• **EXCERPTED PASSAGE**:

┌────────

If camber seems to remain fairly steady when the front end is raised, look at total toe. Unless you can actually see the excessive camber when standing in front of the truck, I suspect more of your tire wear is coming from total toe that is changing with changes in ride height. Total toe is the last thing that is set on an alignment, but CHANGING total toe is not adjustable as an alignment adjustment. Steering and suspension systems are always carefully designed together so no toe change takes place as the suspension goes up and down. Setup guides for race cars are full of methods for finding and correcting changing toe, and they all revolve around setting the correct ride height as the first step. Maintaining total toe at all ride heights is done by the design of the relationship of the steering linkage to the lower control arms. If that orientation is wrong, it is entirely possible for the wheel to go toe in when the truck moves up AND when it moves down. That will scrub off the outer edges of both front tire equally.
Incorrect total toe will cause the leading edges of both tires to scrub off equally. With excessive total toe in, the fronts of the tires will be closer together than their rears. If you exaggerate that for clarity, think of the two tires turned toward the center of the truck, ... More, ... And more, until they're turned 90 degrees to the truck. Now it is real easy to see that the outer edge is the "leading edge" of each one. The leading edge is what scrubs off. To visualize what total toe causes, hold a pencil upright with the eraser on the table, push down a little, then slowly drag it sideways. You'll see the leading edge scrub off and make eraser crumbs, and the trailing edge lifts up off the table. Only the leading edge wears. That was a severe exaggeration but it's exactly what happens with tires. Both camber and total toe are adjusted as part of any alignment, but you need to be looking at whether either one of them is changing as the suspension moves up and down. Most trucks call for 1/8" total toe in. Road forces pull them back to 0.0" while driving, so the two tires will be perfectly parallel to each other. By the time you get to 1/4" toe in, you will start to see excessive wear on the outer edges of both tires. Your truck spends very little time at the same "at rest" ride height when you're driving, so if total toe is changing with those changes in ride height, no alignment in the world is going to fix that.

└────────

• **SOURCE MATERIAL**:
┌────────

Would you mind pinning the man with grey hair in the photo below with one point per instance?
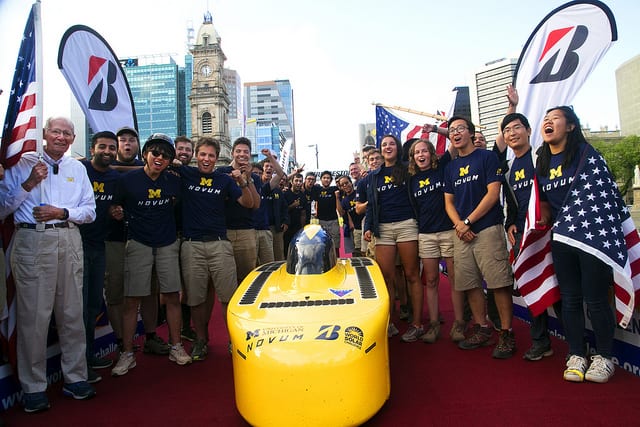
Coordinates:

└────────

• **TASKS AND EXERCISES**:
a: According to the passage on toe and tire wear, how much total toe in do most trucks call for?
b: Please proceed with the passage on toe and tire wear, picking up right after its final sentence.

• **RESULTS OF THE TASKS**:
a: Most trucks call for 1/8" total toe in.

b:
Remember too that camber affects wear on only that one tire, although it can be incorrect on both tires at the same time. Total toe always affects both tires equally, however, incorrect camber on only one wheel can aggravate total toe wear on that one tire. That's where a good alignment mechanic is needed to sort it out. That's real easy to do with the numbers on the computer, but modified ride height adds a whole new dimension of complexity and variables.
You may also notice the steering gear box sits at a steep angle on some GM trucks. That means the end of the pitman arm doesn't just move left and right. It moves forward and backward and up and down as you steer from side to side. The idler arm must be in the exact same orientation so it makes the same geometrical movements. To do otherwise is going to make a truck that is lots of work to drive and will be very tiring. You will know about every bump and dip in the road. The lower control arm bushings always stay in the same place on the frame, but the end of the pitman arm goes up and down as you steer to either side, so you can see it is impossible to completely eliminate total toe change and tire wear. Blame that on the design of the steering gear box. Fortunately, that is going to cause more toe wear the further you turn and besides that being a small amount of wear, it's going to occur only during a small percentage of your driving.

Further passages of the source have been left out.